Start of SELECTED EXCERPT

HealthDay News — Eczema prevalence among children is growing, and due to a shortage of both pediatric dermatologists and allergists, management of the condition has been left to primary-care providers, according to a study published in Pediatrics.
The rate of atopic dermatitis (AD) among children aged less than 18 years has increased from 9% to 17% among black children; from 5% to 10% among Hispanic children; and from 8% to almost 13% among white children from 2000 to 2010, results of a household survey conducted by the United States Centers for Disease Control and Prevention indicate.
“Although consensus guidelines and practice parameters regarding the management of AD in children have been published, considerable variability persists in clinical practice, particularly regarding the roles that bathing, moisturizing, topical medications, and allergies play in management,” wrote Megha M. Tollefson, MD, of the Mayo Clinic in Rochester, Minn., and colleagues.
For most patients with eczema, topical treatments and careful skin care are enough to control the condition. Some children can benefit from additional treatments, according to the report. Those treatments include oral antihistamines, which control itchiness and may help children sleep through the night.
“The pediatric primary care provider should be well equipped to treat most children with AD. If patients with suspected AD do not respond to these treatments, referral to a pediatric medical subspecialist, such as a pediatric dermatologist, may be useful,” recommended the researchers.

End of SELECTED EXCERPT

[STUDY QUESTIONS]
1: Restate the paragraph of the eczema article beginning "For most patients with eczema" in a shorter form, keeping its main facts.
2: According to the eczema article, why has the management of eczema in children been left to primary-care providers? Answer in one to three sentences.
3: List the aspects of atopic dermatitis management in which, according to the eczema article, clinical practice varies considerably.
The entries are not needed for this work.

Start of DATA TO EXAMINE

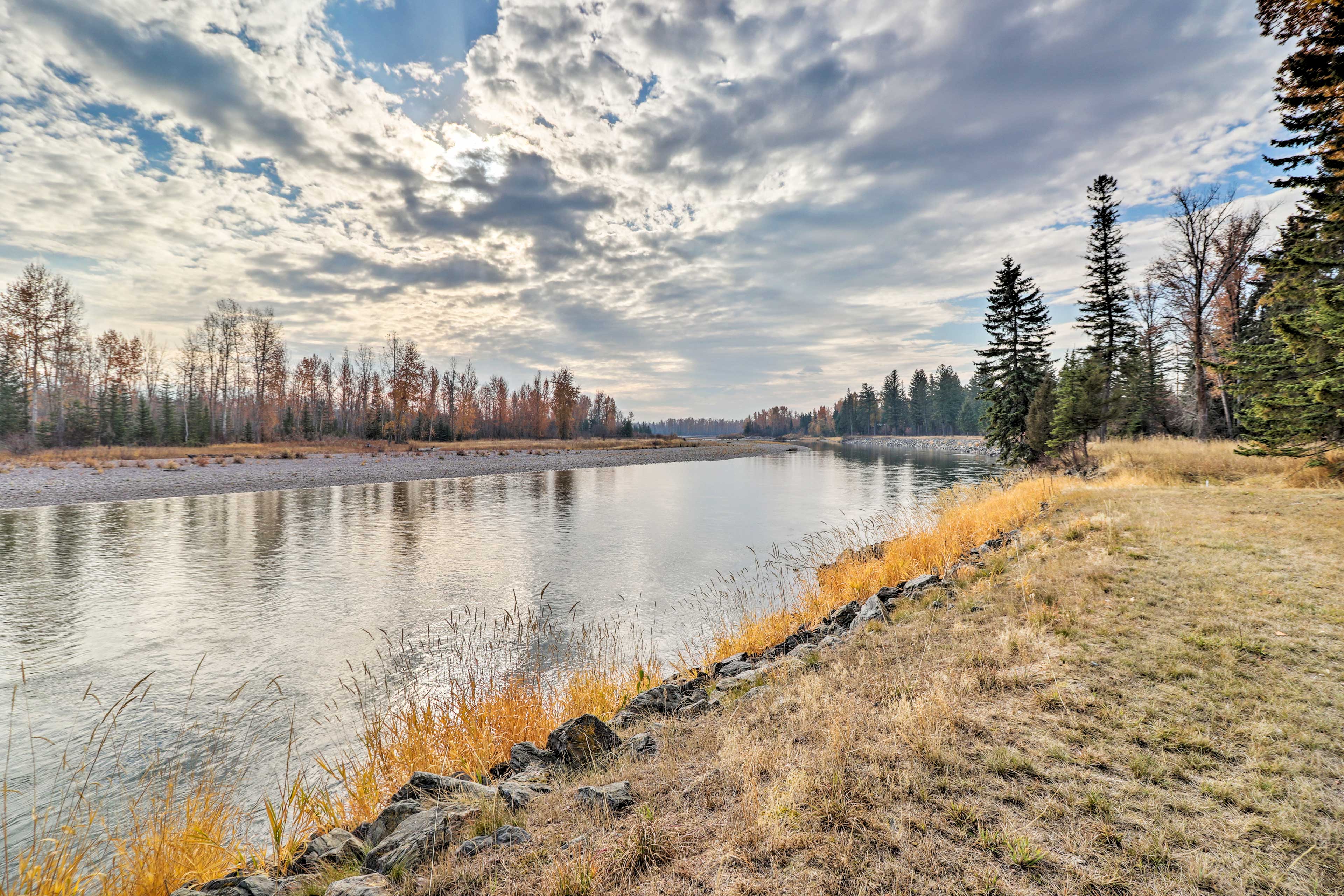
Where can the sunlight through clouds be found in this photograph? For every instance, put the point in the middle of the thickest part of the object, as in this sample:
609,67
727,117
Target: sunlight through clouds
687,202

End of DATA TO EXAMINE
Start of DATA TO EXAMINE

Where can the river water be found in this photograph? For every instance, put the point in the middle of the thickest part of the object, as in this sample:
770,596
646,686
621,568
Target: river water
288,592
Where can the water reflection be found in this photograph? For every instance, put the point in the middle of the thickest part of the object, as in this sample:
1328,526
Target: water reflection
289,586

End of DATA TO EXAMINE
Start of DATA TO EXAMINE

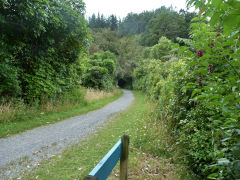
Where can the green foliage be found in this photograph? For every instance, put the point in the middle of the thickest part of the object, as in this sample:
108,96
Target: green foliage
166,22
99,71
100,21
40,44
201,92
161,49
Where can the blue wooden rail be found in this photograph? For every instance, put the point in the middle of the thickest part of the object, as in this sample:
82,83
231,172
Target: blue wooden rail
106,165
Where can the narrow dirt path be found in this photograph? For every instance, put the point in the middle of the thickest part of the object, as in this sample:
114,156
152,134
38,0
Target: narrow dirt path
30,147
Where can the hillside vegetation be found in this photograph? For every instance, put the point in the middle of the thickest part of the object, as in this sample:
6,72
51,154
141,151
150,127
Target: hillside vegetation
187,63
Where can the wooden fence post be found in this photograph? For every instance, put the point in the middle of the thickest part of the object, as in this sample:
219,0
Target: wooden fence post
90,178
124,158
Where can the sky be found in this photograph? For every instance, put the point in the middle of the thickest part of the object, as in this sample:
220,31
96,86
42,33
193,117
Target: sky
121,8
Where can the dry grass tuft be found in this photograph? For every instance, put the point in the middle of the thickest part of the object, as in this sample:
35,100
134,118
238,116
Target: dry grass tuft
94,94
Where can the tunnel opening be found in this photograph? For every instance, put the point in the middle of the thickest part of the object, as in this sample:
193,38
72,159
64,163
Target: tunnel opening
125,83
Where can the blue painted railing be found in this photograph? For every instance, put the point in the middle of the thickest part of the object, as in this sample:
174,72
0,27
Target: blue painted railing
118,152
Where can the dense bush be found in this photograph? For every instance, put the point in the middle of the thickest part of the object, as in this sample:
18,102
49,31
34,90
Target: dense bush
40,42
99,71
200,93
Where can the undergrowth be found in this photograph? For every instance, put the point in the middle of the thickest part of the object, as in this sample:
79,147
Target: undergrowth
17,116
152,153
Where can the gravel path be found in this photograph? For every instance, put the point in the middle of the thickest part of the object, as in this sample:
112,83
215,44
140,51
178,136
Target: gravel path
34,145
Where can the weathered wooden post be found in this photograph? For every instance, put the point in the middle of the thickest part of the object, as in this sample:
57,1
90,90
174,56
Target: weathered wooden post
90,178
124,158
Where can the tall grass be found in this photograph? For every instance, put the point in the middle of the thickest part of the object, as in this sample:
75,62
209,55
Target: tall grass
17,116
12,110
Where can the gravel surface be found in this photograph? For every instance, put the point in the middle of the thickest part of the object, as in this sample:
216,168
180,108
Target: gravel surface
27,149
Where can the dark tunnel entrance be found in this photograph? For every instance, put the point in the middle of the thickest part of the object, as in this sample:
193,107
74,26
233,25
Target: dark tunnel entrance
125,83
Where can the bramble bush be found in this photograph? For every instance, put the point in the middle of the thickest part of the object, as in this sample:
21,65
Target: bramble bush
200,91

End of DATA TO EXAMINE

[OUTPUTS IN ORDER]
1: Topical treatments and careful skin care control eczema in most patients. Some children benefit from additional treatments, including oral antihistamines, which control itchiness and may help them sleep through the night.

2: It has been left to primary-care providers because there is a shortage of both pediatric dermatologists and allergists.

3:
- Bathing
- Moisturizing
- Topical medications
- Allergies